BRIEF:
Write the next part of the article on hardware startups, picking up right after its final line.

Hardware Disruption: Same Movie, Different Era

photo credit: MarkAmsterdam, Flickr

Much talk lately about hardware startups on the rise.

Costs are coming down, Kickstarter is circumventing investors who are (were?) scared, and cool stuff is hitting the market in new and interesting ways.

But when you start to poke around, it becomes clear that the changes happening in the market are actually much more profound, and are mirroring a lot of what has happened with software startups since the late 1990s. Changes in creation, prototyping, production and distribution is making it more and more possible to thrive as a 4-person hardware startup and new ones seem to be launching every day.

I can’t overstate how exciting this is – consumers will get access to devices that more exactly fit their needs and producers will no longer need million-dollar retail distribution deals to survive.

Here’s an overview of some of these changes:

Our relationship with our devices has evolved.
More and more, our devices are becoming extensions of ourselves. They are the first thing we see in the morning and the last thing we see at night. In the same way that clothing can be a tool of self-expression, so can your speakers or your headphones or your docking station or your watch. Specialization and niche products are becoming the norm.

Buying decisions are less influenced by specs and features and more driven by design and experience.
Apple up, Dell down. Need I say more?

Financing is shifting.
Pre-sales happening through Kickstarter/Indiegogo and new development models from companies like Quirky are making it easier for hardware companies to get started. Costs are coming way down and transparency around production is growing as knowledge-sharing becomes even more ubiquitious. Producers can connect directly with their users right away, making the getting-started costs much less prohibitive.

Consumerization of 3D printing.
The growth of consumer and prosumer 3D printing will help to cut costs even further and will contribute to a more iterative prototype process, increasing the overall quality of these new electronics.

Growth of the maker community.

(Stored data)
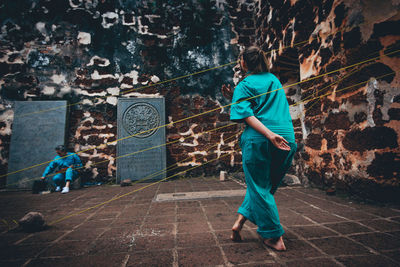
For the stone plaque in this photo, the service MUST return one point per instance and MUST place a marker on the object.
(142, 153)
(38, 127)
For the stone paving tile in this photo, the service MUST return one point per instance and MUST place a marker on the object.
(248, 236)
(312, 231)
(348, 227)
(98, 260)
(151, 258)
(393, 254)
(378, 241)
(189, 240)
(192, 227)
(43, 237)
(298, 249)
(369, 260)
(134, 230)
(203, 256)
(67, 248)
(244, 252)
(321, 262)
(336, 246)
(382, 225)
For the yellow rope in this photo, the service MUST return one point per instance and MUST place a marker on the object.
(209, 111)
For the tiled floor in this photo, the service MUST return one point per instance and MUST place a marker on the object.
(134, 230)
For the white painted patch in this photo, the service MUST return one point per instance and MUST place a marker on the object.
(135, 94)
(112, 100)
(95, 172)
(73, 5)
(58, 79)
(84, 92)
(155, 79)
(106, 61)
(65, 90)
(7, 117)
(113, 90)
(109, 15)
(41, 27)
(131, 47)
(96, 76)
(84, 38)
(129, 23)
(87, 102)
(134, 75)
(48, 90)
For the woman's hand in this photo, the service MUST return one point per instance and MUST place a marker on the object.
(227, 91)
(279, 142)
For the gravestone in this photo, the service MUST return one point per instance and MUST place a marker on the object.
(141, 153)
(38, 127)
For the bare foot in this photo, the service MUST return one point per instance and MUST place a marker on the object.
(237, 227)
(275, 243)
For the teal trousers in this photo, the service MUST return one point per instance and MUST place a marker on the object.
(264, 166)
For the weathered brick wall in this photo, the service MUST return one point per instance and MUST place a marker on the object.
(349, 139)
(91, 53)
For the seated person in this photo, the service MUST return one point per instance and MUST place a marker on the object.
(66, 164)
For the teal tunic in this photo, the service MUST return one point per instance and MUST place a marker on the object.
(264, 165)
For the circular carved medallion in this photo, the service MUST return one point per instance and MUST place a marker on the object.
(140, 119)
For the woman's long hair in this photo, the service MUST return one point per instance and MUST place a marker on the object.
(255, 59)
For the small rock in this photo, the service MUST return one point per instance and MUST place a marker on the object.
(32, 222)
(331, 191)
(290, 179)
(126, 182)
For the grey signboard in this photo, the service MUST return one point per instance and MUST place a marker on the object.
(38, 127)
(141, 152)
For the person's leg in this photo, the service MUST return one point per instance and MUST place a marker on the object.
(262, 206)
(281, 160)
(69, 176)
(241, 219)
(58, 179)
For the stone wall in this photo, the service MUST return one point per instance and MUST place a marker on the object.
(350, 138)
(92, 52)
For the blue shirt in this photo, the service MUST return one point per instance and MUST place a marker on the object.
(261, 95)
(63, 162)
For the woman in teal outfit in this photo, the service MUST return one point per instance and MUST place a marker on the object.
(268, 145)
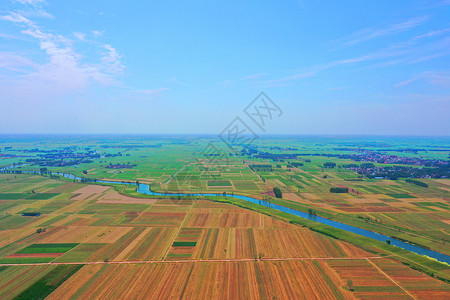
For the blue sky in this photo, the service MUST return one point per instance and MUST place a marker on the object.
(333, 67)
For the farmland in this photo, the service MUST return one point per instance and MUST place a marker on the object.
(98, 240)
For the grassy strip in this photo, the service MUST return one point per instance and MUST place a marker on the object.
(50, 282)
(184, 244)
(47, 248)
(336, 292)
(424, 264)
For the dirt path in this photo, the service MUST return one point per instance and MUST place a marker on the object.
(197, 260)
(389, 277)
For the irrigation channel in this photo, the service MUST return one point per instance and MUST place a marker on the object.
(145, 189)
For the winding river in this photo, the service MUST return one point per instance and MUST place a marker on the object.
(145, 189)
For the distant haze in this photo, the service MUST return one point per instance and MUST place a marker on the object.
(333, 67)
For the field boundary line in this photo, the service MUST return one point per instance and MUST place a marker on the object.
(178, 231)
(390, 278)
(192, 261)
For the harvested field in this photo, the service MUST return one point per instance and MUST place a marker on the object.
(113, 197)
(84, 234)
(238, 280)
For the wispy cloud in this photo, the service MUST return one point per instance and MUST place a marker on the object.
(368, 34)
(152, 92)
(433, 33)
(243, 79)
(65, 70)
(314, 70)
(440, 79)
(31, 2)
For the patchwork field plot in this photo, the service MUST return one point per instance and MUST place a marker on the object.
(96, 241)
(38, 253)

EXERCISE ANSWER:
The communites that have grown around Makerbot, Shapeways, Tindie, Kickstarter, and other hardware niches is exceptional. While the indie hardware community is not new, there has been a spike in sites and tools that make hardware hacking easier than ever.

The gaping hole, at least for me, is at the very last part of the process: retail. The biggest players are the same – Best Buy, Wal-Mart, Amazon. Given all the above changes, surely this segment would have to shift – the experience of finding and buying new personal technology needs to adapt as well. Joe, Aaron and I couldn’t stop talking about this – we’re all gadget-obsessed web nerds, so we decided to just start building instead. Excited to share it soon, but for now, hope you enjoy our snake-tastic landing page and launch contest.

It’s called Grand St.

Just because we have all spent years buying electronics based on specs we didn’t care about, features we never used, and Black Friday blowouts doesn’t mean it is going to be that way forever.

Ironically enough, some of the growth in hardware has been facilitated by advances in web and social software. Putting aside the heartbreak of 2001, the late 1990s were (from what I hear) some of the most exciting years in web software development. Endless possibilities and intoxicating optimism, and the best is still yet to come.

Software eats consumer electronics? Yeah, something like that.

Would love to hear your thoughts either below in the comments, on Hacker News, or by email. You can follow @grandst on Twitter for updates.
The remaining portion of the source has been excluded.